§ Records supplied
** start **

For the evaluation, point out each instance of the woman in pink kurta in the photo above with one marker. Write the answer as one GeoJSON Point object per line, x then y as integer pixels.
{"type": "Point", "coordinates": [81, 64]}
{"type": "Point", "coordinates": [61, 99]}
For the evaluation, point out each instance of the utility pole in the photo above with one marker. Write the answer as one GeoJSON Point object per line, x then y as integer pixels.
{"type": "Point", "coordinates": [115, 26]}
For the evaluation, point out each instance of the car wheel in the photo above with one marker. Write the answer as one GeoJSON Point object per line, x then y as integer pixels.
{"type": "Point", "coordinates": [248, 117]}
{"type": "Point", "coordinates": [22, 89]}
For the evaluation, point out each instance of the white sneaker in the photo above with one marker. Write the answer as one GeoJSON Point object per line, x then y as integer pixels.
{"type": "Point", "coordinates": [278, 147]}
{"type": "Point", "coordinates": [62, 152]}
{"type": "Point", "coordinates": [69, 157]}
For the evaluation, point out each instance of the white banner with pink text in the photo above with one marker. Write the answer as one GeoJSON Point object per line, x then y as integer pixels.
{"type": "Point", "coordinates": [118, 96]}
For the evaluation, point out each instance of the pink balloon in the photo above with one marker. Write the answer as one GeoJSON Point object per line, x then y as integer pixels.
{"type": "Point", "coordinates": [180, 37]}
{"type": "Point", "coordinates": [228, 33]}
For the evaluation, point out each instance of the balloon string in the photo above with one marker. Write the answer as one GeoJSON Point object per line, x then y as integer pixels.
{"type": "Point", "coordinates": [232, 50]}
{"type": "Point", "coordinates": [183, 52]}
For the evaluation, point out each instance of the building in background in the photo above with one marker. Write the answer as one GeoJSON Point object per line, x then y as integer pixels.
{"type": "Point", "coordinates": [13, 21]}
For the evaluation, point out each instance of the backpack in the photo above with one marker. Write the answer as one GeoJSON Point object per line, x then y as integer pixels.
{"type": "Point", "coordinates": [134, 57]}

** end **

§ Challenge
Please write out all of the items above word for word, keeping every line unchanged.

§ Full solution
For the evaluation, point out each instance of the woman in pink kurta in the photo above with one marker. Write the answer as one GeoJSON Point object per line, x then y as integer pixels.
{"type": "Point", "coordinates": [81, 64]}
{"type": "Point", "coordinates": [61, 99]}
For the evaluation, point out each instance of the utility pole in the photo above with one marker. Write the answer as one GeoJSON Point object per line, x then y as integer pixels.
{"type": "Point", "coordinates": [115, 26]}
For the evaluation, point out each instance of the car wheel in the photo above with one marker. Write the answer as one GeoJSON Point object per line, x then y as integer pixels.
{"type": "Point", "coordinates": [248, 117]}
{"type": "Point", "coordinates": [22, 89]}
For the evaluation, point out each instance of the white sneaker in the photo above with one marker. Write the answer as one GeoJSON Point object per line, x then y as integer pixels.
{"type": "Point", "coordinates": [278, 147]}
{"type": "Point", "coordinates": [62, 152]}
{"type": "Point", "coordinates": [69, 157]}
For the evaluation, point out each instance of the white banner with pink text in the photo above with one marker. Write the answer as one GeoJSON Point object per line, x then y as integer pixels.
{"type": "Point", "coordinates": [118, 96]}
For the evaluation, point out each instance of the pink balloon in the photo above with one marker. Write the answer as one GeoJSON Point object per line, x then y as integer pixels.
{"type": "Point", "coordinates": [180, 37]}
{"type": "Point", "coordinates": [228, 33]}
For the evaluation, point out each instance of the balloon string in the photo above with one marker. Write the answer as one GeoJSON Point object per line, x then y as integer pixels.
{"type": "Point", "coordinates": [232, 50]}
{"type": "Point", "coordinates": [183, 52]}
For the evaluation, point out each instance of the building in background in the photo above with one marker. Write the answer as one GeoJSON Point object per line, x then y as integer pixels.
{"type": "Point", "coordinates": [13, 21]}
For the evaluation, point out each instance of the backpack in the photo above with one marker. Write the answer as one GeoJSON Point object per line, x then y as integer pixels.
{"type": "Point", "coordinates": [134, 57]}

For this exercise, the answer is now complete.